**Ce qu'il faut faire**
Recopiez intégralement l'extrait du sujet de brevet ci-dessous, sans rien y changer.

**Extrait du document**
* * * * * * * * *

Le sujet  1998 - Brevet Série Collège - Français - Questions Imprimer le sujet
LE SUJET

(Ce texte est extrait d'un roman autobiographique. Il relate une scène d'enfance)


Un jour, je tombai sur une photo que je n'aurais pas dû voir... Je passais mes vacances chez ma grand-mère, dans cette ville aux abords de la steppe russe où elle avait échoué après la guerre. C'était à l'approche d'un crépuscule d'été chaud et lent qui inondait les pièces d'une lumière mauve. Cet éclairage un peu irréel se posait sur les photos que j'examinais devant une fenêtre ouverte. Ces clichés étaient les plus anciens de nos albums. Leurs images franchissaient le cap immémorial de la révolution de 1917, ressuscitaient le temps des tsars et, qui plus est, perçaient le rideau de fer très solide à cette époque, m'emportant tantôt sur le parvis d'une cathédrale gothique, tantôt dans les allées d'un jardin dont la végétation me laissait perplexe par sa géométrie infaillible. Je plongeais dans la préhistoire de notre famille...

* * * * * * * * *

**Contenu des données**
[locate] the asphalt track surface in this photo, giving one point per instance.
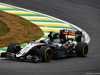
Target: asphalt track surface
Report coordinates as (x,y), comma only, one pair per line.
(82,13)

* * * * * * * * *

**Travail réalisé**
Le sujet  1998 - Brevet Série Collège - Français - Questions Imprimer le sujet
LE SUJET

(Ce texte est extrait d'un roman autobiographique. Il relate une scène d'enfance)


Un jour, je tombai sur une photo que je n'aurais pas dû voir... Je passais mes vacances chez ma grand-mère, dans cette ville aux abords de la steppe russe où elle avait échoué après la guerre. C'était à l'approche d'un crépuscule d'été chaud et lent qui inondait les pièces d'une lumière mauve. Cet éclairage un peu irréel se posait sur les photos que j'examinais devant une fenêtre ouverte. Ces clichés étaient les plus anciens de nos albums. Leurs images franchissaient le cap immémorial de la révolution de 1917, ressuscitaient le temps des tsars et, qui plus est, perçaient le rideau de fer très solide à cette époque, m'emportant tantôt sur le parvis d'une cathédrale gothique, tantôt dans les allées d'un jardin dont la végétation me laissait perplexe par sa géométrie infaillible. Je plongeais dans la préhistoire de notre famille...